# [Page extract]
If overseas inquiries to industrial engineering company NDA Group are any yardstick, the perception that New Zealand is back in business after Covid-19 is already working in Kiwi manufacturers' favour.
Australasia's largest stainless steel and specialty alloy fabricator is getting "significant" inquiry from the US for processing equipment for the food and beverage industries, says chief executive Mark Eglinton.
"This is a result of US food and dairy companies being concerned about the risk around the supply chain in the US and trying to de-risk it.
"We do see a real advantage for New Zealand manufacturers if New Zealand is seen as coming out of this quite quickly and is seen as being open for business."
Hamilton-headquartered NDA has six companies in New Zealand, Australia and North America, providing technology, engineering and stainless steel and specialty alloys for use in a range of industries including dairy, food, wine and beverage. Much of its work is in processed water and it supplies engineering and services to the chemical and gas industries, and is also a world leader in heat exchangers for industry.

# [Dataset entries]
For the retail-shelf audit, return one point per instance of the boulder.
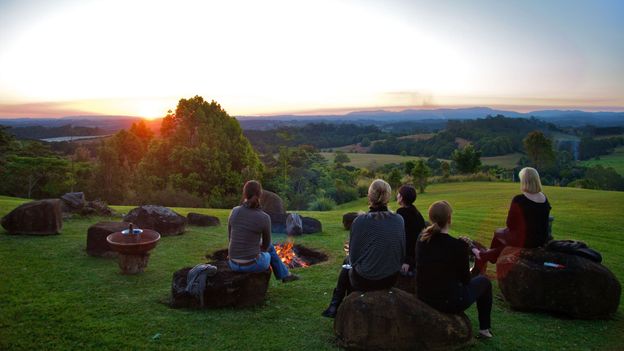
(159, 218)
(96, 238)
(311, 225)
(73, 202)
(580, 289)
(225, 289)
(396, 320)
(202, 220)
(271, 202)
(43, 217)
(347, 219)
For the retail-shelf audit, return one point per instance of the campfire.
(293, 255)
(287, 252)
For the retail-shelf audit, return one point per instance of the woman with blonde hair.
(442, 271)
(527, 221)
(376, 249)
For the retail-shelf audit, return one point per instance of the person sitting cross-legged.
(249, 233)
(376, 249)
(442, 272)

# [Task prompt]
Return the stretch of the NDA Group article from "If overseas inquiries" through "Kiwi manufacturers' favour.", copied word for word. This data is separate material with no link to the NDA Group article.

# [Result for this exercise]
If overseas inquiries to industrial engineering company NDA Group are any yardstick, the perception that New Zealand is back in business after Covid-19 is already working in Kiwi manufacturers' favour.